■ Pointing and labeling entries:

• • • • •

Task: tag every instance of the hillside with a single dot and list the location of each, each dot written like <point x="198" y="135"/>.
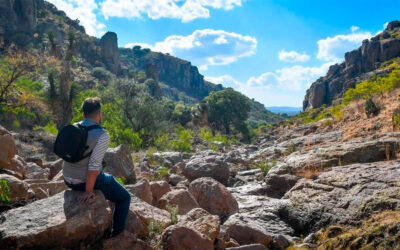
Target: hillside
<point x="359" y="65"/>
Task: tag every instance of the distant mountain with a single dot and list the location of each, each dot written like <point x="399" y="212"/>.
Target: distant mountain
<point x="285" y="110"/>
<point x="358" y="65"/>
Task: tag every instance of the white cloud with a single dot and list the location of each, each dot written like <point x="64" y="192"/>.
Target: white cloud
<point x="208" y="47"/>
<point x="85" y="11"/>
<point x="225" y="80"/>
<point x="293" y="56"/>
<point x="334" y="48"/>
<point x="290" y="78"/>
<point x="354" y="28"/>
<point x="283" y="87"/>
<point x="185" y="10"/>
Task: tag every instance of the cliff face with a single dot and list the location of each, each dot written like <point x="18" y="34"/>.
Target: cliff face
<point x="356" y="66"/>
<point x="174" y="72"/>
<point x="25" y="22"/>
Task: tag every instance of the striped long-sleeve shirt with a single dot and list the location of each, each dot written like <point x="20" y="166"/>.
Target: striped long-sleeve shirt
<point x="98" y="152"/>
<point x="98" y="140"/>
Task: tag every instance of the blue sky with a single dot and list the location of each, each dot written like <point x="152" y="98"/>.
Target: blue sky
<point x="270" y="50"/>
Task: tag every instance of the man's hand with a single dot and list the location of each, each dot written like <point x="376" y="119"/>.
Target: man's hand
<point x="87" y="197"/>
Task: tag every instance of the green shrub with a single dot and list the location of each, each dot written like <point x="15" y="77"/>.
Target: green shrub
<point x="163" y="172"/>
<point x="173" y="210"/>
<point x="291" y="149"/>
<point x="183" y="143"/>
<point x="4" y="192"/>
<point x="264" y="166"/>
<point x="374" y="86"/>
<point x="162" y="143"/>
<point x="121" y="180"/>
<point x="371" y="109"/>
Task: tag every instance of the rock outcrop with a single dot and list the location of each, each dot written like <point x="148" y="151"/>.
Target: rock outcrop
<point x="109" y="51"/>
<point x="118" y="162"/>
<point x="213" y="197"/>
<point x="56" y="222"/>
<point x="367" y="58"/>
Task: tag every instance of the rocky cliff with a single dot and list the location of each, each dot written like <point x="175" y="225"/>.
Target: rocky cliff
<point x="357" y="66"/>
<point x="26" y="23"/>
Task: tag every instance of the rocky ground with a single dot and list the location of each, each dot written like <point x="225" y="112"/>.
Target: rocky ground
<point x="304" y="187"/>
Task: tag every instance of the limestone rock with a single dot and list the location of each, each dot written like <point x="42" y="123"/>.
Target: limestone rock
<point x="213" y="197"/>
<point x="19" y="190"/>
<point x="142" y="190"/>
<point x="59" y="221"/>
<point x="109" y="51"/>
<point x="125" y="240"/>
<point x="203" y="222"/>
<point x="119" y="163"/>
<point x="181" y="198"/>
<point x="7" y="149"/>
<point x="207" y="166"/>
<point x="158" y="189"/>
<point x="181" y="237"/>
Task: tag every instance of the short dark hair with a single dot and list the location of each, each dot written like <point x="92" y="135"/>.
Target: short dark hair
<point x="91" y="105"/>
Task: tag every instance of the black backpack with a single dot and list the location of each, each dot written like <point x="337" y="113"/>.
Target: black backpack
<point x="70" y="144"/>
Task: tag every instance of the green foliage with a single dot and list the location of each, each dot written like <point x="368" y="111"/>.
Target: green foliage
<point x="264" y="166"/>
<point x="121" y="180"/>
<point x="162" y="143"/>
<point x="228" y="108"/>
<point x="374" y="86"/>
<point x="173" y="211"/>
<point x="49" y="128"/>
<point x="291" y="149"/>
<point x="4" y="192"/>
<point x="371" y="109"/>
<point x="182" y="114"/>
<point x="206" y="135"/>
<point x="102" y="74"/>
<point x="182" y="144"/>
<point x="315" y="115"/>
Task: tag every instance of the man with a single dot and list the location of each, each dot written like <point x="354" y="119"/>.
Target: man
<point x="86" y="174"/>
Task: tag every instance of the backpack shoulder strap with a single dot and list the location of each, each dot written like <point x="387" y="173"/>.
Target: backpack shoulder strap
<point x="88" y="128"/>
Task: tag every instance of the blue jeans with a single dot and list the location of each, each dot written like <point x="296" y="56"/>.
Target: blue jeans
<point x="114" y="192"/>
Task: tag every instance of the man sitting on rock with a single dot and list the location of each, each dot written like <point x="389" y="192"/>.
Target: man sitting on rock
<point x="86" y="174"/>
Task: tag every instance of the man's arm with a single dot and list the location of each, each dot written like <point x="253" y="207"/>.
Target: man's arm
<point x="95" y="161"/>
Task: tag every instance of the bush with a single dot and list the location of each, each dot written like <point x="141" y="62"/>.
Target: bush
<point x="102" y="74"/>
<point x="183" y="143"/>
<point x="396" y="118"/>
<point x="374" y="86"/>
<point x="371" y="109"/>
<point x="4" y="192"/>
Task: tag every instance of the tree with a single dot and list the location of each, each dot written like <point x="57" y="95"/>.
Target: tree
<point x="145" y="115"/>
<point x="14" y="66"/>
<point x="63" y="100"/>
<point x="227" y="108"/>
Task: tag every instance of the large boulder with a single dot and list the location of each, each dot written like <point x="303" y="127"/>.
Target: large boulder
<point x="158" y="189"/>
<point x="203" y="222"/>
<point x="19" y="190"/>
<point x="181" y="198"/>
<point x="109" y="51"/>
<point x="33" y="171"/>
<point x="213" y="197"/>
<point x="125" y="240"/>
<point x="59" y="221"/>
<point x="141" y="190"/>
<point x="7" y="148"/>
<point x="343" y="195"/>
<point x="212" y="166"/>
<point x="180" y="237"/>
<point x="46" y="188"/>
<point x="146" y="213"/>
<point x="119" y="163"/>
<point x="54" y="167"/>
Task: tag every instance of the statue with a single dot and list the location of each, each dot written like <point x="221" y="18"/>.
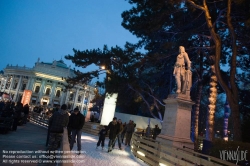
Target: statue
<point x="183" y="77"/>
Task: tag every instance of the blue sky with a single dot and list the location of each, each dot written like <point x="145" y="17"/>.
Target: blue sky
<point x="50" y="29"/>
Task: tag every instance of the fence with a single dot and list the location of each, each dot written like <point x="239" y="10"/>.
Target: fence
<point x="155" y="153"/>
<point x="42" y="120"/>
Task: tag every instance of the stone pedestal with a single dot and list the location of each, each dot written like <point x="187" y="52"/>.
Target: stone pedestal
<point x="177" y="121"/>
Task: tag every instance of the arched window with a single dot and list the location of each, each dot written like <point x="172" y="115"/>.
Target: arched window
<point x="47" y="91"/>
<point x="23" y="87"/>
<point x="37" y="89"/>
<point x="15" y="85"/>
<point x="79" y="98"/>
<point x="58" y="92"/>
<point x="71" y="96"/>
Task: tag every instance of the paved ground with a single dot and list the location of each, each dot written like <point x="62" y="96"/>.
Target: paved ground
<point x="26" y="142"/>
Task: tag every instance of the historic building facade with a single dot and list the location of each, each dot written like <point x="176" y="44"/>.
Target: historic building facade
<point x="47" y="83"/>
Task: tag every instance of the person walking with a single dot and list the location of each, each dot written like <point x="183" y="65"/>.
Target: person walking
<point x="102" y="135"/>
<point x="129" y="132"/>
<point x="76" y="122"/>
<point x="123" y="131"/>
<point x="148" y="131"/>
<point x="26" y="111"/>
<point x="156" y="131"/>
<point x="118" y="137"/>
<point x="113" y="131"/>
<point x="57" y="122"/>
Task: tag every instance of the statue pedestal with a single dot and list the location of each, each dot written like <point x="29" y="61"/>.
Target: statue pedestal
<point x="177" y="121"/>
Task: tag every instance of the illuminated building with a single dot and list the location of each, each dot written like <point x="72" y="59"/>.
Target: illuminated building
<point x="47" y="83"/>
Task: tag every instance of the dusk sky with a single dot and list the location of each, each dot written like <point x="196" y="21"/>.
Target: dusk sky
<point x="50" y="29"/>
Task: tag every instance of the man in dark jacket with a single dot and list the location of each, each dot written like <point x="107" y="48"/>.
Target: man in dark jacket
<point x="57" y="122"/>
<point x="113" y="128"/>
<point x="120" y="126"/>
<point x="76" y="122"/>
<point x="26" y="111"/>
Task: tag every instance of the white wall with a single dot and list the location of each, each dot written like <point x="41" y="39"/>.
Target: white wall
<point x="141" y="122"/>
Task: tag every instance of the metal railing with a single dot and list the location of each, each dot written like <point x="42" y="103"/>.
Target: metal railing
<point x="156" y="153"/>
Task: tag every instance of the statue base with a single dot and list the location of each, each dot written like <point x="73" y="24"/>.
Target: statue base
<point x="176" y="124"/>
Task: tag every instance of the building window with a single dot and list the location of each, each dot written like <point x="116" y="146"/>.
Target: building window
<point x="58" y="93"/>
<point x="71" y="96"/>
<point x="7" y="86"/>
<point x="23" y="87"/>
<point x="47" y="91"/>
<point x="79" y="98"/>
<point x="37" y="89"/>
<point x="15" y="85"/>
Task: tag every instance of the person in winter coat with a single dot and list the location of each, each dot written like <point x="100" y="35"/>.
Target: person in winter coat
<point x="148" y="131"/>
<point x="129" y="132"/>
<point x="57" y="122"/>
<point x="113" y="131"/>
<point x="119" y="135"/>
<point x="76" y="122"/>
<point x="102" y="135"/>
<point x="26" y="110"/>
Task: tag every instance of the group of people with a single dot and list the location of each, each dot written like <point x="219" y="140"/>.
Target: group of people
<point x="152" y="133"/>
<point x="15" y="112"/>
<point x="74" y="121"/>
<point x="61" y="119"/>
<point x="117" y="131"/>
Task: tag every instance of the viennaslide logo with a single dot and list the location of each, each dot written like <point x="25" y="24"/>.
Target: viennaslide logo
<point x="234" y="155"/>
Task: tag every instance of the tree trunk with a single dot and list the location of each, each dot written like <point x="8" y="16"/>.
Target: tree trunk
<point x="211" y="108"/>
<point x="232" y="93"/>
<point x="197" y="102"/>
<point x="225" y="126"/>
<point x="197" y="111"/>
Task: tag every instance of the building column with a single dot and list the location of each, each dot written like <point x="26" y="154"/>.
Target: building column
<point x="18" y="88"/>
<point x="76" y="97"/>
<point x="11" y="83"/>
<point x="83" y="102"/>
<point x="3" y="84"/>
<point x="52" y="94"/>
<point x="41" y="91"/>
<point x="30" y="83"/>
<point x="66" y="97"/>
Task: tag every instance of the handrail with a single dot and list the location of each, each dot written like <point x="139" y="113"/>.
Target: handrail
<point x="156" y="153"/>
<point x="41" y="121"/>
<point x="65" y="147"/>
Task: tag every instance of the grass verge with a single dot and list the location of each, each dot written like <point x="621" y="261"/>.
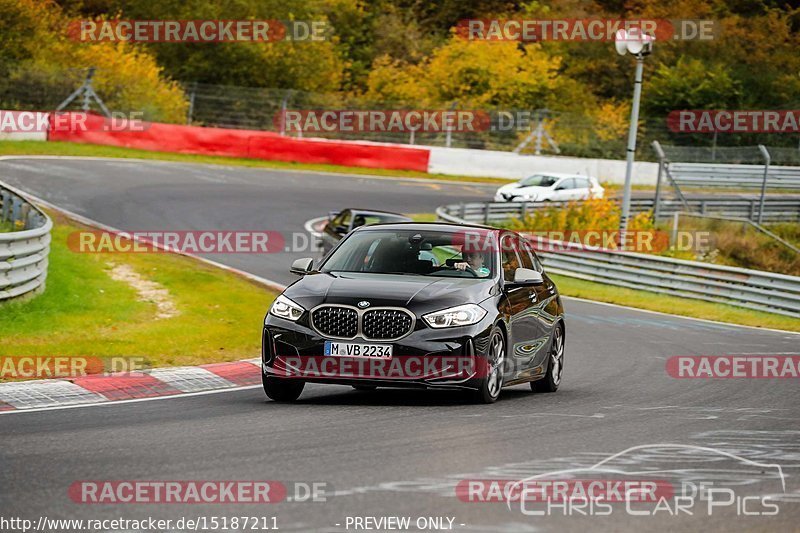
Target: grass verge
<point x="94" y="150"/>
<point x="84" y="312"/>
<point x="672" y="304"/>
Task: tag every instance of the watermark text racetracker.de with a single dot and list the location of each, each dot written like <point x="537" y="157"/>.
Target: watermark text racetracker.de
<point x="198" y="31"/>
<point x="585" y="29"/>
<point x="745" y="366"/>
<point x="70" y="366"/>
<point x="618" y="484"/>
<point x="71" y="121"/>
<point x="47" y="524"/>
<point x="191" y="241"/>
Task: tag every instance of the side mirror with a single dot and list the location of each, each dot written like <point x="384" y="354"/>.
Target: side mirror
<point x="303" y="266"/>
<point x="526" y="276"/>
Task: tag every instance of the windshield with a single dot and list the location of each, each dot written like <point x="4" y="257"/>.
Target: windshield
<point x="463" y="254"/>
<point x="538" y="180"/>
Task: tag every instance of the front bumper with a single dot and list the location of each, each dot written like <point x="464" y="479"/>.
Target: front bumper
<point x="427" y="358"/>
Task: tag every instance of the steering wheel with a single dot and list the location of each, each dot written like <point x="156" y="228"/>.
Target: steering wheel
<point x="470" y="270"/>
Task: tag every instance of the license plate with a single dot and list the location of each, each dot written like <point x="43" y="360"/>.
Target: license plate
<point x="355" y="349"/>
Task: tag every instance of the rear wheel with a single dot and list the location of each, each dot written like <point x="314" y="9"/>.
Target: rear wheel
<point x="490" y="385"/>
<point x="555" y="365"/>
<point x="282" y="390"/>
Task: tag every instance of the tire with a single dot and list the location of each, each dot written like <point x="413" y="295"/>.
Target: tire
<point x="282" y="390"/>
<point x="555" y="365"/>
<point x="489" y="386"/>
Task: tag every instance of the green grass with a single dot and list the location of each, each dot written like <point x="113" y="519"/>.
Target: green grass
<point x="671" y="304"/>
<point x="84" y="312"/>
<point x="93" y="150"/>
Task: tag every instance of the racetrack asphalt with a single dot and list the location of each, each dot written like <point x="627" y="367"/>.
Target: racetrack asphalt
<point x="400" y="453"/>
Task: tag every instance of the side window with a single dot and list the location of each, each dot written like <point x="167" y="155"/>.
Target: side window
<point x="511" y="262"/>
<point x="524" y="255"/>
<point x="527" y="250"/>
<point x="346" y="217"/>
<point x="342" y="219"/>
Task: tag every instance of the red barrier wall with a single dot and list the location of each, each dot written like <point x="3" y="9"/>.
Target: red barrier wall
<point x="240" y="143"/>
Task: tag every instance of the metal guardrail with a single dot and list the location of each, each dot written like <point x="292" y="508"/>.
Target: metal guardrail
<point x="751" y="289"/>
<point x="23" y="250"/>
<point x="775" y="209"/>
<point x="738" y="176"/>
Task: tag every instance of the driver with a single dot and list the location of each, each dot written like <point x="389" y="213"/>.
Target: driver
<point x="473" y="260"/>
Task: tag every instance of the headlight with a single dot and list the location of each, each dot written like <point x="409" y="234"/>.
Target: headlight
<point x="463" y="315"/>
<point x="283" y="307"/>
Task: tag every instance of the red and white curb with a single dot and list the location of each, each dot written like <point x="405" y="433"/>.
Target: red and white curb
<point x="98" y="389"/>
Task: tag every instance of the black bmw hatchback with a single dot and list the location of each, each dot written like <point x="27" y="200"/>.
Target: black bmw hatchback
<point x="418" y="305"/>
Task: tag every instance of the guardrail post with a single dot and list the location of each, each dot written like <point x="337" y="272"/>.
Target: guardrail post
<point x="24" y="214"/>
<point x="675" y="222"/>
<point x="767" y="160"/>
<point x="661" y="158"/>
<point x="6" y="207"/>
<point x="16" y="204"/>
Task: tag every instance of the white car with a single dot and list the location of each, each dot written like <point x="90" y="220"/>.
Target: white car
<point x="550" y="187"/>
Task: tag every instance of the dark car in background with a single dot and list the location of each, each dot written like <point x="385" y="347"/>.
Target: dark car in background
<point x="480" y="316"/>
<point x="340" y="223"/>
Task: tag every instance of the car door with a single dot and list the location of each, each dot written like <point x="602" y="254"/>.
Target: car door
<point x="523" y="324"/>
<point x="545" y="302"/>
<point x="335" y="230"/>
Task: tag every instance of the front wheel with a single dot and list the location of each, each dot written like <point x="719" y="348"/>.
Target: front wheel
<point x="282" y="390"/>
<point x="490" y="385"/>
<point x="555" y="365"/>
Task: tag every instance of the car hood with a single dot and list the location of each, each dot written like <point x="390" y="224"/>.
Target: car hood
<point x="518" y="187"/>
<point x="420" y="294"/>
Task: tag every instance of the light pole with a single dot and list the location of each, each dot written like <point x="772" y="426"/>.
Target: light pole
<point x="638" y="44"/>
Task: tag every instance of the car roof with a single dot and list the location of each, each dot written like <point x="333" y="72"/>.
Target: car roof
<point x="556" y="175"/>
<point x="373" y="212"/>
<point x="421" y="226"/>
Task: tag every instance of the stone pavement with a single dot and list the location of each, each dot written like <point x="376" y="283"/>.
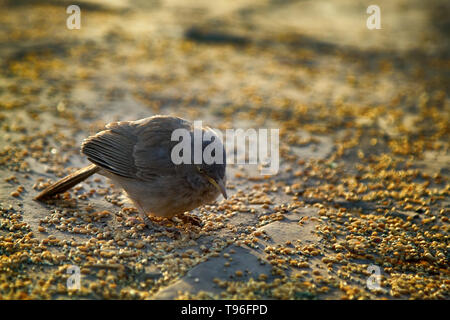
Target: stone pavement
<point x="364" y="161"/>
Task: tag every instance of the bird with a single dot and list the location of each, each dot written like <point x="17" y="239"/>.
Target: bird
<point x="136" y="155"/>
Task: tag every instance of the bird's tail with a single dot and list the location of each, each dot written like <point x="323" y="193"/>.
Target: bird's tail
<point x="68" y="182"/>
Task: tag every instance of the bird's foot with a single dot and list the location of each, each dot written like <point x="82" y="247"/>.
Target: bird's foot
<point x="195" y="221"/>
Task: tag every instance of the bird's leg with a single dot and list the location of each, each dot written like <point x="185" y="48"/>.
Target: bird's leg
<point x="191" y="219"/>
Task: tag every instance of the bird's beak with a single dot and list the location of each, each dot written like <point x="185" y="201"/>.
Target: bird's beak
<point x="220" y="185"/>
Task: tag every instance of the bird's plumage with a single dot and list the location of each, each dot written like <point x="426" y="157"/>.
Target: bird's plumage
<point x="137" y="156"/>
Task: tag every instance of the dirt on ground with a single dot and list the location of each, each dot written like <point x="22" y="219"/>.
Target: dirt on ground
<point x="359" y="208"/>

• • • • •

Beginning at the line with "Task: tag every instance of the stone pavement" and ending at the last line of the listing above, retype each line exactly, including those two lines. Leave the pictures out.

Task: tag every instance of the stone pavement with a single dot and list the location of each, each dot written like <point x="376" y="283"/>.
Target: stone pavement
<point x="364" y="161"/>
Task: tag every instance of the bird with a single dot and list the location of each, each dot written like <point x="17" y="239"/>.
Target: bird
<point x="136" y="155"/>
Task: tag every instance of the bird's tail with a single dot and list the location of each, each dot written like <point x="323" y="193"/>.
Target: bird's tail
<point x="68" y="182"/>
Task: tag every instance of the bird's foot with a single dot and list the location of each, each dot written like <point x="82" y="247"/>.
Target: bird's foot
<point x="195" y="221"/>
Task: tag every instance of the bird's leg with a single dot and list the location of each, each dot written like <point x="185" y="48"/>.
Target: bird's leg
<point x="191" y="219"/>
Task: tag every instance of the bird's beak with a single dot and list the location of each, each dot written like <point x="185" y="201"/>.
Target: bird's beak
<point x="220" y="185"/>
Task: tag every instance of the bird's plumage with a single dot and list the location of each, each dot written like <point x="426" y="157"/>.
Target: bird's plumage
<point x="137" y="156"/>
Task: tag every instance of the dirt on ground with a single dot and list the location of each, each dot written like <point x="22" y="219"/>.
Target: dirt on ground
<point x="359" y="208"/>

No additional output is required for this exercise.